- **Compito da svolgere**:
Prosegui l'editoriale sulle festività di primavera trascorse in casa per il Covid-19, ripartendo dopo l'ultima frase del brano fornito.

- **Brano fornito**:
(Editoriale)

Dopo Pasqua e Pasquetta anche il 25 aprile e il 1° maggio, uno di sabato e l’altro di venerdì. Entrambi da trascorrere nella limitazione delle libertà personali per cercare di far ostruzione al Covid-19.

Psicologicamente, economicamente e moralmente appiattiti dall’ormai infinito ballo sulla mattonella nel sempre più stretto appartamento, guardando a distanza la primavera che fa il suo corso, nel piacevole tepore del sole d’aprile.

Chi aveva desiderio di stare un po’ di più in famiglia ha avuto il tempo di andare in overdose, chi voleva staccare quel tantino dal lavoro per rifarsi le idee ha saturato il deposito dove metterle e chi cercava relax e ragioni per fare nulla ne ha una sfilza da fare adesso il giro del mondo.

- **Materiale estratto**:
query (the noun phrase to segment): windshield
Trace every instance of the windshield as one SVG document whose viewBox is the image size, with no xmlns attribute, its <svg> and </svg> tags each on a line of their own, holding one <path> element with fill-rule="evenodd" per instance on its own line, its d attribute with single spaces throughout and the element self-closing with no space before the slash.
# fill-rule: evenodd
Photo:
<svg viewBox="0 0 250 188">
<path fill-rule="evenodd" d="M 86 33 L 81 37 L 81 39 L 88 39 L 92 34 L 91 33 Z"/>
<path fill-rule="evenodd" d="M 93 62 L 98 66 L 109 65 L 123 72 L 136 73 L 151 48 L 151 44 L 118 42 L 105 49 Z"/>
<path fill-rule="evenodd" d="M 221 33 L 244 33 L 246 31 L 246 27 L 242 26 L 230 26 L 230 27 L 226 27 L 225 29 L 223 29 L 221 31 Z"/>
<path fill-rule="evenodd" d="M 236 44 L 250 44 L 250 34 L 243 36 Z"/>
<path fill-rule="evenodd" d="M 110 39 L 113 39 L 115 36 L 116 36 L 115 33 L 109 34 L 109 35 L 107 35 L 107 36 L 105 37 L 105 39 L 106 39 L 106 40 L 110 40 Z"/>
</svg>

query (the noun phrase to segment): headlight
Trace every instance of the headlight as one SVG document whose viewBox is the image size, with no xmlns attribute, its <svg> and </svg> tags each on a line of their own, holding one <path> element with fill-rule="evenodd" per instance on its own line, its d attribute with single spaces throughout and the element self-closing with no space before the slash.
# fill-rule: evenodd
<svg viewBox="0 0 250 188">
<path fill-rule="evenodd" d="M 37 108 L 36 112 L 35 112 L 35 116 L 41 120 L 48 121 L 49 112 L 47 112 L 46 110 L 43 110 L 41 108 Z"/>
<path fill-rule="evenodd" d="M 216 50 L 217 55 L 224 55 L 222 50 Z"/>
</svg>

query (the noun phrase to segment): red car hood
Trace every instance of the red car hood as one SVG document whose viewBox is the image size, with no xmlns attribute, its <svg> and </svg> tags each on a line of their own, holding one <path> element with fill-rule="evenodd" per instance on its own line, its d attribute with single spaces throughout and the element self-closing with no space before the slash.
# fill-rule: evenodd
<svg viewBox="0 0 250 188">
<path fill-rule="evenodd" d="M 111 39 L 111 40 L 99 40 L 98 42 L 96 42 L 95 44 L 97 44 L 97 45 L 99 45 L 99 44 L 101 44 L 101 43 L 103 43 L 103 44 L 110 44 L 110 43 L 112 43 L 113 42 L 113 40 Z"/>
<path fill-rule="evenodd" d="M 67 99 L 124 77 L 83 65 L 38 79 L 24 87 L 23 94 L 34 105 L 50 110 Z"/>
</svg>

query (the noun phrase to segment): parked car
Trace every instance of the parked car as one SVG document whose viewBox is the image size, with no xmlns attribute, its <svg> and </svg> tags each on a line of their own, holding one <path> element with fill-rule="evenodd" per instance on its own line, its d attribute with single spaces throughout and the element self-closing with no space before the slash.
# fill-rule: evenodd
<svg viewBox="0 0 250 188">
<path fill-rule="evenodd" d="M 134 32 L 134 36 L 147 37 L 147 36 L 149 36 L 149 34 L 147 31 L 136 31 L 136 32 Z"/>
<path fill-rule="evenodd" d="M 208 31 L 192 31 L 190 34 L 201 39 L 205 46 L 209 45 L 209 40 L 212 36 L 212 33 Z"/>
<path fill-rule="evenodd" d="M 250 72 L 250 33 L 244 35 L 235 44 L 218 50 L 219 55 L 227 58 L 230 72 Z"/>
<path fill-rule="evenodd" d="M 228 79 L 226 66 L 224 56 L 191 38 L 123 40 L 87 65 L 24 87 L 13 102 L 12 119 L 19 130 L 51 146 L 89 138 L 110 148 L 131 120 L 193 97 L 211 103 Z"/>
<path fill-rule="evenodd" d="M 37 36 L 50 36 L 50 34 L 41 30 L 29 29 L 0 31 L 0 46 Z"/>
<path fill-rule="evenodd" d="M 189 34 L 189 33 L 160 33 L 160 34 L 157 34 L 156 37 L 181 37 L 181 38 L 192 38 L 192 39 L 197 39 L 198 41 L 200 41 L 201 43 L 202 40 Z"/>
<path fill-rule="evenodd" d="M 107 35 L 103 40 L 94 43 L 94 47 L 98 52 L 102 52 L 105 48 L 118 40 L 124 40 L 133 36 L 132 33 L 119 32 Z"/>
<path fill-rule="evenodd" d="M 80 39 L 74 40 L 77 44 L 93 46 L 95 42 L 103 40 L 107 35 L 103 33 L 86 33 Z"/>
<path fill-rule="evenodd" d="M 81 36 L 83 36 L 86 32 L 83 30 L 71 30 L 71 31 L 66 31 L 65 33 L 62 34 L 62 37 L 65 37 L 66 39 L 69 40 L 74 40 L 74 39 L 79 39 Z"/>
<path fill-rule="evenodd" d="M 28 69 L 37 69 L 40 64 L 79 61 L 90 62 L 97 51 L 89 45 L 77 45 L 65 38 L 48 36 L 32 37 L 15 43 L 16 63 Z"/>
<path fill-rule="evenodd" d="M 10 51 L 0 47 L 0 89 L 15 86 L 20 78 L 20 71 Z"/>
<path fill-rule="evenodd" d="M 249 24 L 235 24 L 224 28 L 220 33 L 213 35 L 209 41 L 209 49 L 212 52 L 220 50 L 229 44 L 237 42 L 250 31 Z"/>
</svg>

- **Risposta all'esercizio**:
Dopo la crisi saremo diversi; diversi da oggi certamente si! Ma per fare un passo indietro nel passato o per una rimodulazione del futuro? Ne usciremo, tutto andrà bene, ce la faremo, prima o poi passerà. Nessuno osa pensare il contrario, ed è bene che sia così!

Ci manca solo che venga meno quel pizzico di speranza che fa sopportare cotanto peso da meritarci una medaglia (come non perde occasione di ribadire un noto uomo politico), in mezzo a qualche approssimazione di troppo che non illumina il cielo. Dopo oltre un mese di confinamento e con ancora una ventina di giorni, non possiamo più essere lasciati soli con noi stessi e con la sola vaga idea che prima o poi passerà. La percezione dello Stato si va rarefacendo.

Ci vuole qualche certezza in più, qualche segnale di fiducia nei confronti dei cittadini e tante litigate politiche nazionali o regionali in meno, qualche denaro in più e meno promesse inevase.

Se anche il ministro Patuanelli ha chiesto certezze a chi pratica la scienza, vuol dire che qualcuno si sta accorgendo che oltre non si potrà andare e che la politica deve ritrovare la leadership nelle decisioni per il bene comune.

Che è certo quello di combattere il coronavirus, ma non solo quello.